- **EXERCISE TASK**: Report each line of the records below that contains the word "rocky", copying every such line in full.

(Dataset records)
★ ★ ★ ★ ★

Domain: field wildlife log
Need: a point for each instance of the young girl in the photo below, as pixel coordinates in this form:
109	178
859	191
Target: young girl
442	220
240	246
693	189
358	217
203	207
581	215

★ ★ ★ ★ ★

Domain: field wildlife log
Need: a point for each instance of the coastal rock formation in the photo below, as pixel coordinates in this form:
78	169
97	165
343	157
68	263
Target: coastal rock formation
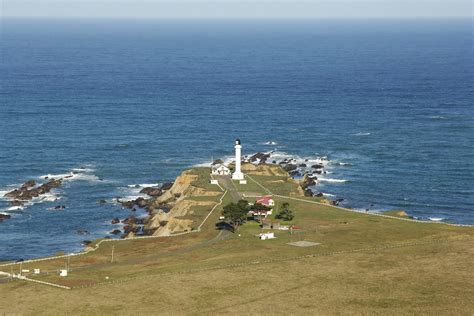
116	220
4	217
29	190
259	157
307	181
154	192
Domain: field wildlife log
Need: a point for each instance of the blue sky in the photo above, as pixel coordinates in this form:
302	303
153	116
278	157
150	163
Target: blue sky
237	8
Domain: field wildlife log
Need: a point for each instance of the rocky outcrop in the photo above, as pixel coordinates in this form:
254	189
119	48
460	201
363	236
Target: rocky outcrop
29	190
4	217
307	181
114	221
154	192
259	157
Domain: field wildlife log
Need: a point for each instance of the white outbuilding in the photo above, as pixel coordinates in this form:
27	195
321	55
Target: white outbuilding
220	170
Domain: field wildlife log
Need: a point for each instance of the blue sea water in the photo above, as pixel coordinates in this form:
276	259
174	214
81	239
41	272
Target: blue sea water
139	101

★ ★ ★ ★ ★

- **ANSWER TO THIS TASK**:
Need: a point for each instance of the rocky outcrop in the photo above, as pixel coordinates in this form:
Target: rocky outcrop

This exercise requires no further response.